Given exercise: Revise the material below by changing every "sponsor banner" to "advertising banner" and leaving everything else as it is. Write it out again without the pictures.
Start Records
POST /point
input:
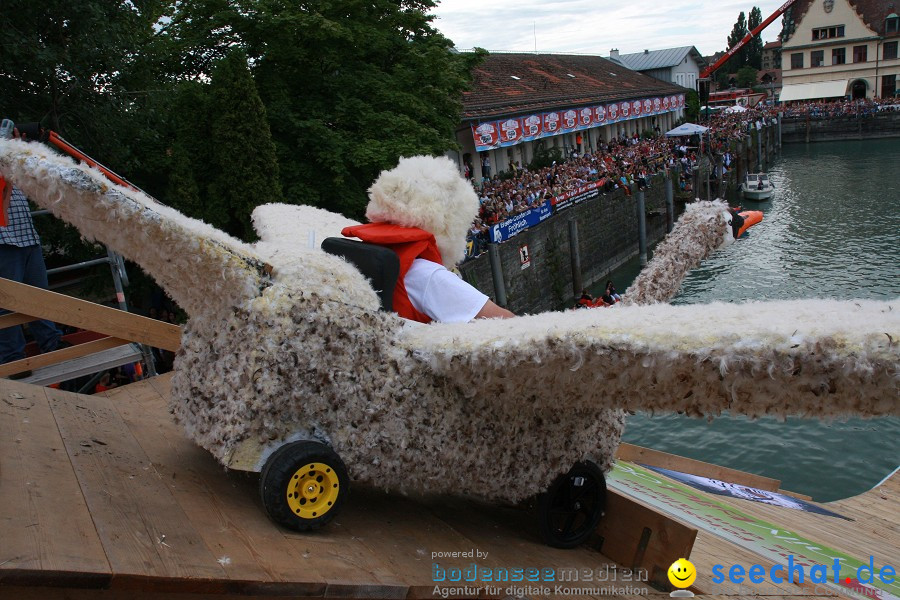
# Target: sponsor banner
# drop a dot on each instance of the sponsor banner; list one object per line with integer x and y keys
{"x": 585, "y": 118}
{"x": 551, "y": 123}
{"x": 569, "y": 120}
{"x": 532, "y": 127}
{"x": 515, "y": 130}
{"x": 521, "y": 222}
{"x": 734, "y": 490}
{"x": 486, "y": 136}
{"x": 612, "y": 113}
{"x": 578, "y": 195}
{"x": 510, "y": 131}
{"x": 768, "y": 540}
End Records
Exercise answer:
POST /point
input:
# Target: advertising banner
# drop a dot on each instance of the advertising banner; list one object per line with integer x and y keys
{"x": 585, "y": 118}
{"x": 551, "y": 123}
{"x": 569, "y": 120}
{"x": 532, "y": 127}
{"x": 515, "y": 130}
{"x": 521, "y": 222}
{"x": 734, "y": 490}
{"x": 486, "y": 136}
{"x": 612, "y": 113}
{"x": 578, "y": 195}
{"x": 510, "y": 131}
{"x": 768, "y": 540}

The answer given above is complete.